##### Data to process #####

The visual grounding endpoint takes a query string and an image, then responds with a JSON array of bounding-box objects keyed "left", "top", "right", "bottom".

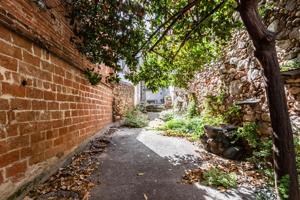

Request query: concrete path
[{"left": 89, "top": 114, "right": 255, "bottom": 200}]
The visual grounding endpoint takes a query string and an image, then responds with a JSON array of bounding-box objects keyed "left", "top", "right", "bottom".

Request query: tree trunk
[{"left": 238, "top": 0, "right": 299, "bottom": 199}]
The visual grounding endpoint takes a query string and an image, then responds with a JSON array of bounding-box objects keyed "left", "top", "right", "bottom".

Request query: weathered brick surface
[
  {"left": 113, "top": 82, "right": 135, "bottom": 120},
  {"left": 0, "top": 0, "right": 114, "bottom": 198}
]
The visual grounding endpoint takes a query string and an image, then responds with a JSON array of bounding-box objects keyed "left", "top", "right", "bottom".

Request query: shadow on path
[{"left": 89, "top": 126, "right": 255, "bottom": 200}]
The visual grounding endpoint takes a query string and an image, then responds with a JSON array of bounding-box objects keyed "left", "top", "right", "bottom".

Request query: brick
[
  {"left": 0, "top": 140, "right": 8, "bottom": 155},
  {"left": 44, "top": 91, "right": 56, "bottom": 100},
  {"left": 48, "top": 102, "right": 59, "bottom": 110},
  {"left": 37, "top": 111, "right": 51, "bottom": 121},
  {"left": 6, "top": 124, "right": 19, "bottom": 137},
  {"left": 6, "top": 160, "right": 27, "bottom": 178},
  {"left": 0, "top": 53, "right": 18, "bottom": 71},
  {"left": 53, "top": 75, "right": 64, "bottom": 85},
  {"left": 0, "top": 150, "right": 20, "bottom": 168},
  {"left": 29, "top": 153, "right": 44, "bottom": 165},
  {"left": 54, "top": 66, "right": 65, "bottom": 77},
  {"left": 2, "top": 82, "right": 26, "bottom": 97},
  {"left": 7, "top": 135, "right": 29, "bottom": 150},
  {"left": 0, "top": 111, "right": 7, "bottom": 124},
  {"left": 16, "top": 111, "right": 35, "bottom": 122},
  {"left": 60, "top": 103, "right": 69, "bottom": 110},
  {"left": 43, "top": 81, "right": 50, "bottom": 90},
  {"left": 18, "top": 123, "right": 35, "bottom": 136},
  {"left": 23, "top": 51, "right": 40, "bottom": 67},
  {"left": 58, "top": 127, "right": 68, "bottom": 136},
  {"left": 11, "top": 98, "right": 31, "bottom": 110},
  {"left": 32, "top": 100, "right": 46, "bottom": 110},
  {"left": 52, "top": 120, "right": 63, "bottom": 129},
  {"left": 41, "top": 61, "right": 54, "bottom": 73},
  {"left": 46, "top": 130, "right": 58, "bottom": 140},
  {"left": 25, "top": 87, "right": 43, "bottom": 99},
  {"left": 20, "top": 147, "right": 32, "bottom": 159},
  {"left": 0, "top": 99, "right": 9, "bottom": 110},
  {"left": 12, "top": 33, "right": 32, "bottom": 52},
  {"left": 31, "top": 132, "right": 45, "bottom": 144},
  {"left": 0, "top": 25, "right": 12, "bottom": 42},
  {"left": 0, "top": 40, "right": 22, "bottom": 60},
  {"left": 0, "top": 169, "right": 3, "bottom": 184},
  {"left": 33, "top": 45, "right": 41, "bottom": 57},
  {"left": 51, "top": 111, "right": 61, "bottom": 119},
  {"left": 53, "top": 137, "right": 63, "bottom": 146}
]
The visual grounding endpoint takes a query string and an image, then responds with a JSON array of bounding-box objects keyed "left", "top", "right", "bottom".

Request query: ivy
[{"left": 83, "top": 68, "right": 102, "bottom": 85}]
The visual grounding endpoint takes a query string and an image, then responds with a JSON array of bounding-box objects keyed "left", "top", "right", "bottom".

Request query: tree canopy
[{"left": 66, "top": 0, "right": 238, "bottom": 89}]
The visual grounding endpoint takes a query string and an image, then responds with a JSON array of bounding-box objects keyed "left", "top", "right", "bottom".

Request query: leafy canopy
[{"left": 67, "top": 0, "right": 238, "bottom": 89}]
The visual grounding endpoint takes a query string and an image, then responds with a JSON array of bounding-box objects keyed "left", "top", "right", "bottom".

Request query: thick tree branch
[{"left": 238, "top": 0, "right": 300, "bottom": 199}]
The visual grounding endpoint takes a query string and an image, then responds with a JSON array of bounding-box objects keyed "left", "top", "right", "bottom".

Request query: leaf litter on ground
[
  {"left": 182, "top": 149, "right": 267, "bottom": 191},
  {"left": 25, "top": 128, "right": 118, "bottom": 200}
]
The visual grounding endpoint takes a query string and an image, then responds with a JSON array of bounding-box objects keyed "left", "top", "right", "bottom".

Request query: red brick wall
[
  {"left": 0, "top": 1, "right": 113, "bottom": 198},
  {"left": 113, "top": 82, "right": 135, "bottom": 120}
]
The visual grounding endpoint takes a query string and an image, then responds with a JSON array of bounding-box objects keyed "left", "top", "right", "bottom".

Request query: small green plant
[
  {"left": 84, "top": 68, "right": 102, "bottom": 85},
  {"left": 203, "top": 92, "right": 225, "bottom": 116},
  {"left": 281, "top": 60, "right": 300, "bottom": 72},
  {"left": 124, "top": 109, "right": 149, "bottom": 128},
  {"left": 159, "top": 110, "right": 174, "bottom": 121},
  {"left": 224, "top": 105, "right": 242, "bottom": 124},
  {"left": 233, "top": 122, "right": 258, "bottom": 148},
  {"left": 278, "top": 175, "right": 289, "bottom": 199},
  {"left": 187, "top": 100, "right": 198, "bottom": 118},
  {"left": 258, "top": 1, "right": 276, "bottom": 18},
  {"left": 202, "top": 167, "right": 237, "bottom": 189}
]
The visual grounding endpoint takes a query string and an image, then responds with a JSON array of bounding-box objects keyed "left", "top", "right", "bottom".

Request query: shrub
[
  {"left": 223, "top": 105, "right": 242, "bottom": 124},
  {"left": 187, "top": 100, "right": 198, "bottom": 118},
  {"left": 159, "top": 110, "right": 174, "bottom": 121},
  {"left": 233, "top": 122, "right": 258, "bottom": 148},
  {"left": 278, "top": 175, "right": 289, "bottom": 200},
  {"left": 124, "top": 109, "right": 149, "bottom": 128},
  {"left": 161, "top": 115, "right": 224, "bottom": 138},
  {"left": 202, "top": 167, "right": 237, "bottom": 189},
  {"left": 163, "top": 119, "right": 187, "bottom": 132}
]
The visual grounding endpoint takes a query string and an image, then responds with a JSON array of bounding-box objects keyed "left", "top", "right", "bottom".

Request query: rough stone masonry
[{"left": 190, "top": 0, "right": 300, "bottom": 135}]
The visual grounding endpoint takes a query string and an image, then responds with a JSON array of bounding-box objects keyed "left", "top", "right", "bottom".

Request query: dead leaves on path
[
  {"left": 182, "top": 150, "right": 266, "bottom": 190},
  {"left": 26, "top": 136, "right": 112, "bottom": 200}
]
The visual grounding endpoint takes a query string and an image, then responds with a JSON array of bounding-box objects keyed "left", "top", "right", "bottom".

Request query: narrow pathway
[{"left": 89, "top": 113, "right": 254, "bottom": 200}]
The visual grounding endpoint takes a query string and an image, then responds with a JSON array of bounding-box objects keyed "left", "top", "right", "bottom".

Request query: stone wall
[
  {"left": 113, "top": 82, "right": 135, "bottom": 120},
  {"left": 190, "top": 0, "right": 300, "bottom": 135},
  {"left": 0, "top": 1, "right": 113, "bottom": 198}
]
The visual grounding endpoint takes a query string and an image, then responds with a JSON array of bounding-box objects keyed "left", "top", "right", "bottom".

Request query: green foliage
[
  {"left": 203, "top": 92, "right": 225, "bottom": 116},
  {"left": 281, "top": 60, "right": 300, "bottom": 72},
  {"left": 278, "top": 175, "right": 289, "bottom": 200},
  {"left": 128, "top": 0, "right": 239, "bottom": 90},
  {"left": 223, "top": 105, "right": 242, "bottom": 124},
  {"left": 258, "top": 1, "right": 276, "bottom": 18},
  {"left": 83, "top": 68, "right": 102, "bottom": 85},
  {"left": 233, "top": 122, "right": 258, "bottom": 148},
  {"left": 187, "top": 100, "right": 199, "bottom": 118},
  {"left": 202, "top": 167, "right": 237, "bottom": 189},
  {"left": 159, "top": 110, "right": 174, "bottom": 122},
  {"left": 124, "top": 109, "right": 149, "bottom": 128},
  {"left": 67, "top": 0, "right": 146, "bottom": 73},
  {"left": 161, "top": 114, "right": 224, "bottom": 137},
  {"left": 66, "top": 0, "right": 240, "bottom": 91}
]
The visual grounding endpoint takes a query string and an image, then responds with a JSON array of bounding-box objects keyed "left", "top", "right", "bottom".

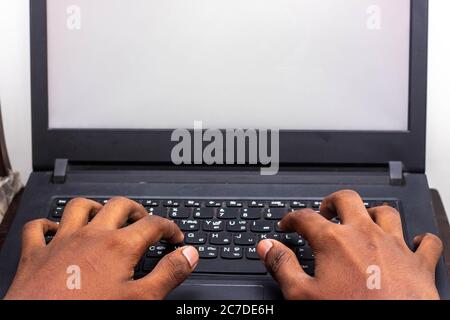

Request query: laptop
[{"left": 1, "top": 0, "right": 449, "bottom": 300}]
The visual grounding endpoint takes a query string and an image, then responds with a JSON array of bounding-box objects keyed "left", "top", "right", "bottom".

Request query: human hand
[
  {"left": 257, "top": 190, "right": 442, "bottom": 300},
  {"left": 5, "top": 197, "right": 199, "bottom": 300}
]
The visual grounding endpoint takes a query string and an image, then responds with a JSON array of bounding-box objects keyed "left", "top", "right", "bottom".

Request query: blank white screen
[{"left": 47, "top": 0, "right": 411, "bottom": 130}]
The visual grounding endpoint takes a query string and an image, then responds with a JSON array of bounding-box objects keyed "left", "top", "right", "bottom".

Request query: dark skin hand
[
  {"left": 4, "top": 197, "right": 199, "bottom": 300},
  {"left": 5, "top": 191, "right": 443, "bottom": 300},
  {"left": 257, "top": 190, "right": 443, "bottom": 300}
]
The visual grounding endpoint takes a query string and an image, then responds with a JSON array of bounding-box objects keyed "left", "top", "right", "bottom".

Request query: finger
[
  {"left": 133, "top": 246, "right": 198, "bottom": 299},
  {"left": 257, "top": 240, "right": 314, "bottom": 299},
  {"left": 320, "top": 190, "right": 370, "bottom": 224},
  {"left": 367, "top": 206, "right": 404, "bottom": 239},
  {"left": 56, "top": 198, "right": 103, "bottom": 238},
  {"left": 278, "top": 209, "right": 332, "bottom": 249},
  {"left": 119, "top": 215, "right": 184, "bottom": 255},
  {"left": 21, "top": 219, "right": 59, "bottom": 256},
  {"left": 414, "top": 233, "right": 443, "bottom": 271},
  {"left": 90, "top": 197, "right": 148, "bottom": 229}
]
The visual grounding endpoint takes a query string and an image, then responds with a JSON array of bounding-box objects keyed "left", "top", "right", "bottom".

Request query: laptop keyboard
[{"left": 47, "top": 198, "right": 399, "bottom": 277}]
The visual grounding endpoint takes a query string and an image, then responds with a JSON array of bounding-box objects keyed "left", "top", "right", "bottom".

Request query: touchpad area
[{"left": 166, "top": 283, "right": 265, "bottom": 300}]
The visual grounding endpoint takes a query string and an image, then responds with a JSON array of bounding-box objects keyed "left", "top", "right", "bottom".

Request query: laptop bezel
[{"left": 30, "top": 0, "right": 428, "bottom": 172}]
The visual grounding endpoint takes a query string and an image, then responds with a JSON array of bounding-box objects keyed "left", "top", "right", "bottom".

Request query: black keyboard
[{"left": 47, "top": 198, "right": 399, "bottom": 277}]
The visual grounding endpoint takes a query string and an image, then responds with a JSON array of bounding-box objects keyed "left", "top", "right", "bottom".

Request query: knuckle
[
  {"left": 287, "top": 209, "right": 316, "bottom": 223},
  {"left": 146, "top": 214, "right": 165, "bottom": 224},
  {"left": 67, "top": 197, "right": 91, "bottom": 207},
  {"left": 332, "top": 189, "right": 361, "bottom": 200},
  {"left": 109, "top": 196, "right": 134, "bottom": 206},
  {"left": 149, "top": 215, "right": 176, "bottom": 232},
  {"left": 291, "top": 208, "right": 316, "bottom": 216}
]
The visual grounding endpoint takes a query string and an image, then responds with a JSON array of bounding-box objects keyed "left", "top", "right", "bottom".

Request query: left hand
[{"left": 5, "top": 197, "right": 199, "bottom": 300}]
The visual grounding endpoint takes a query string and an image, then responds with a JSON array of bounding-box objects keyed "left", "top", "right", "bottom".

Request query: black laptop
[{"left": 1, "top": 0, "right": 449, "bottom": 299}]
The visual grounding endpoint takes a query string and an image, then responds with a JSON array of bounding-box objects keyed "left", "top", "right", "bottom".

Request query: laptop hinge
[
  {"left": 389, "top": 161, "right": 404, "bottom": 186},
  {"left": 53, "top": 159, "right": 69, "bottom": 184}
]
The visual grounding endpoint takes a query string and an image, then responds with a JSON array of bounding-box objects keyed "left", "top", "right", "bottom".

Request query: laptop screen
[{"left": 46, "top": 0, "right": 411, "bottom": 131}]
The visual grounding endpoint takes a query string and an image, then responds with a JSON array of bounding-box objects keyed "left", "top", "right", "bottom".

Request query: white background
[{"left": 0, "top": 0, "right": 449, "bottom": 216}]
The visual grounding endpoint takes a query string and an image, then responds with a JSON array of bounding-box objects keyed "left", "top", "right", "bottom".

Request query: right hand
[{"left": 257, "top": 190, "right": 443, "bottom": 300}]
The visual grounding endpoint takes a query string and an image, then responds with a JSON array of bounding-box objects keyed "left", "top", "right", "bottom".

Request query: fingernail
[
  {"left": 182, "top": 246, "right": 199, "bottom": 268},
  {"left": 259, "top": 240, "right": 274, "bottom": 260},
  {"left": 277, "top": 221, "right": 284, "bottom": 231}
]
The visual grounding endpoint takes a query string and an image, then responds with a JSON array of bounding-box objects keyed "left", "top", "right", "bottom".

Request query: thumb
[
  {"left": 133, "top": 246, "right": 199, "bottom": 299},
  {"left": 257, "top": 240, "right": 314, "bottom": 300}
]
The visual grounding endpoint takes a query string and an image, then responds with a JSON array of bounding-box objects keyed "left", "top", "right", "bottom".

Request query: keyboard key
[
  {"left": 56, "top": 199, "right": 69, "bottom": 206},
  {"left": 147, "top": 245, "right": 169, "bottom": 258},
  {"left": 234, "top": 233, "right": 256, "bottom": 246},
  {"left": 185, "top": 200, "right": 201, "bottom": 207},
  {"left": 98, "top": 199, "right": 109, "bottom": 205},
  {"left": 246, "top": 247, "right": 260, "bottom": 260},
  {"left": 331, "top": 217, "right": 341, "bottom": 224},
  {"left": 263, "top": 208, "right": 290, "bottom": 220},
  {"left": 221, "top": 246, "right": 243, "bottom": 259},
  {"left": 270, "top": 201, "right": 285, "bottom": 208},
  {"left": 290, "top": 201, "right": 307, "bottom": 209},
  {"left": 143, "top": 258, "right": 159, "bottom": 272},
  {"left": 250, "top": 221, "right": 273, "bottom": 233},
  {"left": 177, "top": 220, "right": 199, "bottom": 231},
  {"left": 217, "top": 208, "right": 240, "bottom": 219},
  {"left": 227, "top": 221, "right": 247, "bottom": 232},
  {"left": 248, "top": 201, "right": 265, "bottom": 208},
  {"left": 197, "top": 246, "right": 218, "bottom": 259},
  {"left": 296, "top": 246, "right": 315, "bottom": 260},
  {"left": 163, "top": 200, "right": 179, "bottom": 207},
  {"left": 168, "top": 207, "right": 191, "bottom": 219},
  {"left": 202, "top": 220, "right": 224, "bottom": 232},
  {"left": 227, "top": 201, "right": 243, "bottom": 208},
  {"left": 147, "top": 206, "right": 166, "bottom": 217},
  {"left": 282, "top": 233, "right": 305, "bottom": 247},
  {"left": 300, "top": 261, "right": 315, "bottom": 276},
  {"left": 185, "top": 232, "right": 207, "bottom": 245},
  {"left": 52, "top": 206, "right": 65, "bottom": 218},
  {"left": 312, "top": 201, "right": 322, "bottom": 209},
  {"left": 241, "top": 208, "right": 262, "bottom": 220},
  {"left": 141, "top": 200, "right": 159, "bottom": 207},
  {"left": 206, "top": 201, "right": 222, "bottom": 207},
  {"left": 45, "top": 235, "right": 54, "bottom": 244},
  {"left": 258, "top": 233, "right": 281, "bottom": 241},
  {"left": 210, "top": 233, "right": 232, "bottom": 245},
  {"left": 193, "top": 207, "right": 215, "bottom": 219}
]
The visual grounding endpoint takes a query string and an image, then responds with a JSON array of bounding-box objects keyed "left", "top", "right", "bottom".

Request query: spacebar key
[{"left": 193, "top": 259, "right": 267, "bottom": 275}]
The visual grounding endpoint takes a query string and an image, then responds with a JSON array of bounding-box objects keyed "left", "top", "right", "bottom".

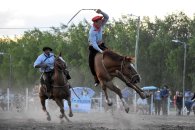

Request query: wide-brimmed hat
[
  {"left": 42, "top": 47, "right": 52, "bottom": 51},
  {"left": 92, "top": 16, "right": 103, "bottom": 22}
]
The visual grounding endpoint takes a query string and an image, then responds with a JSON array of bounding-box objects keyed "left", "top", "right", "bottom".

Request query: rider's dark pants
[{"left": 88, "top": 43, "right": 107, "bottom": 76}]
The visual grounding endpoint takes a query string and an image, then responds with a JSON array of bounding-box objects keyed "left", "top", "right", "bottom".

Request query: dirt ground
[{"left": 0, "top": 109, "right": 195, "bottom": 130}]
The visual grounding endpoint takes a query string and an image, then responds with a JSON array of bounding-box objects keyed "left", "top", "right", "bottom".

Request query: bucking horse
[{"left": 95, "top": 50, "right": 150, "bottom": 113}]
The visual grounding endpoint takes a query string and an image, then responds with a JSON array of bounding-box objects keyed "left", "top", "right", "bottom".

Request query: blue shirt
[
  {"left": 160, "top": 88, "right": 169, "bottom": 98},
  {"left": 33, "top": 53, "right": 55, "bottom": 72},
  {"left": 154, "top": 91, "right": 161, "bottom": 100},
  {"left": 88, "top": 11, "right": 109, "bottom": 52}
]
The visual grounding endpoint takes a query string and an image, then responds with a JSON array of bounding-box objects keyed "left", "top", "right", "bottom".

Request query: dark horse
[
  {"left": 39, "top": 53, "right": 73, "bottom": 122},
  {"left": 95, "top": 50, "right": 150, "bottom": 113}
]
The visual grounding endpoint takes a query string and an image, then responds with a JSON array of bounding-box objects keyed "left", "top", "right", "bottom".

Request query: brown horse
[
  {"left": 39, "top": 53, "right": 73, "bottom": 122},
  {"left": 95, "top": 50, "right": 150, "bottom": 113}
]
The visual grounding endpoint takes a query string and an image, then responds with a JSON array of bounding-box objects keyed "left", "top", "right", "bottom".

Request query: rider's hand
[
  {"left": 96, "top": 9, "right": 102, "bottom": 14},
  {"left": 41, "top": 63, "right": 48, "bottom": 68},
  {"left": 100, "top": 50, "right": 103, "bottom": 53}
]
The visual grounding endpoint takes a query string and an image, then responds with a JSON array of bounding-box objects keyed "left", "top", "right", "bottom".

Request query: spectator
[
  {"left": 160, "top": 85, "right": 169, "bottom": 115},
  {"left": 185, "top": 89, "right": 193, "bottom": 115},
  {"left": 176, "top": 92, "right": 183, "bottom": 115},
  {"left": 154, "top": 88, "right": 162, "bottom": 115},
  {"left": 173, "top": 91, "right": 179, "bottom": 110}
]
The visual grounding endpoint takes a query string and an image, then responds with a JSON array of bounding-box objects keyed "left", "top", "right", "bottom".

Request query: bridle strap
[
  {"left": 54, "top": 62, "right": 64, "bottom": 72},
  {"left": 53, "top": 85, "right": 66, "bottom": 88},
  {"left": 120, "top": 57, "right": 125, "bottom": 72},
  {"left": 119, "top": 57, "right": 139, "bottom": 82}
]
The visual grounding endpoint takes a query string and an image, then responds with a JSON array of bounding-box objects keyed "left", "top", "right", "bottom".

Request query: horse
[
  {"left": 39, "top": 53, "right": 73, "bottom": 122},
  {"left": 95, "top": 50, "right": 150, "bottom": 113}
]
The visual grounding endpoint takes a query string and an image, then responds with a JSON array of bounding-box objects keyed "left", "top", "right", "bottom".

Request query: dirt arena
[{"left": 0, "top": 108, "right": 195, "bottom": 130}]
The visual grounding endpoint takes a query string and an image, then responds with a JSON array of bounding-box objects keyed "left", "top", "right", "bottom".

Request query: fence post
[
  {"left": 167, "top": 95, "right": 170, "bottom": 115},
  {"left": 151, "top": 94, "right": 154, "bottom": 115},
  {"left": 100, "top": 92, "right": 103, "bottom": 112},
  {"left": 7, "top": 88, "right": 10, "bottom": 111},
  {"left": 25, "top": 88, "right": 29, "bottom": 111},
  {"left": 134, "top": 92, "right": 137, "bottom": 112}
]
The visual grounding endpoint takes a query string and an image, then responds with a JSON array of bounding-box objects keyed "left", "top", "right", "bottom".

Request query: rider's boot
[
  {"left": 94, "top": 76, "right": 100, "bottom": 87},
  {"left": 191, "top": 93, "right": 195, "bottom": 100}
]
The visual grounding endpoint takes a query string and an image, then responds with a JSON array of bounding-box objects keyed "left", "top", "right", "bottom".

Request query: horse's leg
[
  {"left": 55, "top": 99, "right": 70, "bottom": 122},
  {"left": 130, "top": 84, "right": 151, "bottom": 99},
  {"left": 99, "top": 79, "right": 112, "bottom": 106},
  {"left": 116, "top": 70, "right": 150, "bottom": 99},
  {"left": 103, "top": 87, "right": 112, "bottom": 106},
  {"left": 104, "top": 81, "right": 129, "bottom": 113},
  {"left": 40, "top": 96, "right": 51, "bottom": 121},
  {"left": 67, "top": 97, "right": 73, "bottom": 117}
]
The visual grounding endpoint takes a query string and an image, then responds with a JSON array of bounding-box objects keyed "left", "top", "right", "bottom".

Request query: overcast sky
[{"left": 1, "top": 0, "right": 195, "bottom": 37}]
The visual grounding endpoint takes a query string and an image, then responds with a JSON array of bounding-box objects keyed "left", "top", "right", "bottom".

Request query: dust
[
  {"left": 1, "top": 107, "right": 195, "bottom": 130},
  {"left": 1, "top": 88, "right": 195, "bottom": 130}
]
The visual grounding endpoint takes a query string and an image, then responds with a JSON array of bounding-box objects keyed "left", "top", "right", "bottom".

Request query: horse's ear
[
  {"left": 125, "top": 56, "right": 135, "bottom": 62},
  {"left": 59, "top": 52, "right": 62, "bottom": 57}
]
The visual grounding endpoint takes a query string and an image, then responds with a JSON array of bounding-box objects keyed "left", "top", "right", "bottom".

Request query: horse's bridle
[
  {"left": 54, "top": 60, "right": 64, "bottom": 72},
  {"left": 120, "top": 57, "right": 140, "bottom": 83}
]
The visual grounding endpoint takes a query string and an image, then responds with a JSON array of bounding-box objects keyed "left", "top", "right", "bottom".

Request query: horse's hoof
[
  {"left": 140, "top": 92, "right": 146, "bottom": 99},
  {"left": 69, "top": 113, "right": 73, "bottom": 117},
  {"left": 108, "top": 102, "right": 113, "bottom": 106},
  {"left": 145, "top": 92, "right": 152, "bottom": 98},
  {"left": 59, "top": 115, "right": 64, "bottom": 119},
  {"left": 47, "top": 116, "right": 51, "bottom": 121},
  {"left": 140, "top": 92, "right": 151, "bottom": 99},
  {"left": 125, "top": 107, "right": 129, "bottom": 113}
]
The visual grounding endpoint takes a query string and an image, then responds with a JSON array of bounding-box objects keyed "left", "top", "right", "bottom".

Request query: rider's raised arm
[{"left": 97, "top": 9, "right": 109, "bottom": 27}]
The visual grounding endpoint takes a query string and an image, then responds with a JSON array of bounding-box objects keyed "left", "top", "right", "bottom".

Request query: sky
[{"left": 0, "top": 0, "right": 195, "bottom": 37}]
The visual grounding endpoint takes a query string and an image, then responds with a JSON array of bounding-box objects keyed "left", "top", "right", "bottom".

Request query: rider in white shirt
[
  {"left": 88, "top": 9, "right": 109, "bottom": 86},
  {"left": 34, "top": 47, "right": 55, "bottom": 93}
]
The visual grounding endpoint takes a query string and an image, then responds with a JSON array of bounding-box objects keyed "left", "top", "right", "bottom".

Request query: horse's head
[
  {"left": 103, "top": 50, "right": 141, "bottom": 84},
  {"left": 54, "top": 52, "right": 66, "bottom": 71},
  {"left": 121, "top": 56, "right": 141, "bottom": 84}
]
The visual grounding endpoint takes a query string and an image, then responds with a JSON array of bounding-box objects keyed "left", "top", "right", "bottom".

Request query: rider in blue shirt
[
  {"left": 34, "top": 47, "right": 71, "bottom": 94},
  {"left": 88, "top": 9, "right": 109, "bottom": 86},
  {"left": 34, "top": 47, "right": 55, "bottom": 72},
  {"left": 34, "top": 47, "right": 55, "bottom": 93}
]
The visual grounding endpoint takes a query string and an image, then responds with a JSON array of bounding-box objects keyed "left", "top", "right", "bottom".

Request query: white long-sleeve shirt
[
  {"left": 33, "top": 53, "right": 55, "bottom": 72},
  {"left": 88, "top": 11, "right": 109, "bottom": 52}
]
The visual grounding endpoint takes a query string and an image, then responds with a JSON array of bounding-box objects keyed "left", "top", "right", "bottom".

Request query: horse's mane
[{"left": 103, "top": 50, "right": 123, "bottom": 61}]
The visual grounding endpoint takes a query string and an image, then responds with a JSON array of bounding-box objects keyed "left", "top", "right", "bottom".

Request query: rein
[
  {"left": 119, "top": 57, "right": 139, "bottom": 83},
  {"left": 120, "top": 57, "right": 125, "bottom": 72},
  {"left": 53, "top": 85, "right": 65, "bottom": 88}
]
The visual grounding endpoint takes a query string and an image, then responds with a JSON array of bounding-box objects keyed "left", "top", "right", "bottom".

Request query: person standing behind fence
[
  {"left": 154, "top": 88, "right": 162, "bottom": 115},
  {"left": 176, "top": 92, "right": 183, "bottom": 115},
  {"left": 160, "top": 85, "right": 169, "bottom": 115},
  {"left": 185, "top": 89, "right": 193, "bottom": 115},
  {"left": 173, "top": 91, "right": 179, "bottom": 110}
]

#####

(Task goal):
Could you output exactly the lines from the one containing "Request query: rein" to the end of the entries above, both included, and no others?

(Result of this exercise):
Request query: rein
[
  {"left": 119, "top": 57, "right": 139, "bottom": 83},
  {"left": 120, "top": 57, "right": 125, "bottom": 72},
  {"left": 53, "top": 85, "right": 65, "bottom": 88}
]
The visual grounding endpoint takes a query string and an image, then responds with a JSON array of bounding-box objects keyed "left", "top", "right", "bottom".

Request query: person standing behind fence
[
  {"left": 154, "top": 88, "right": 162, "bottom": 115},
  {"left": 176, "top": 92, "right": 183, "bottom": 115},
  {"left": 160, "top": 85, "right": 169, "bottom": 115},
  {"left": 185, "top": 89, "right": 193, "bottom": 115},
  {"left": 173, "top": 91, "right": 179, "bottom": 110}
]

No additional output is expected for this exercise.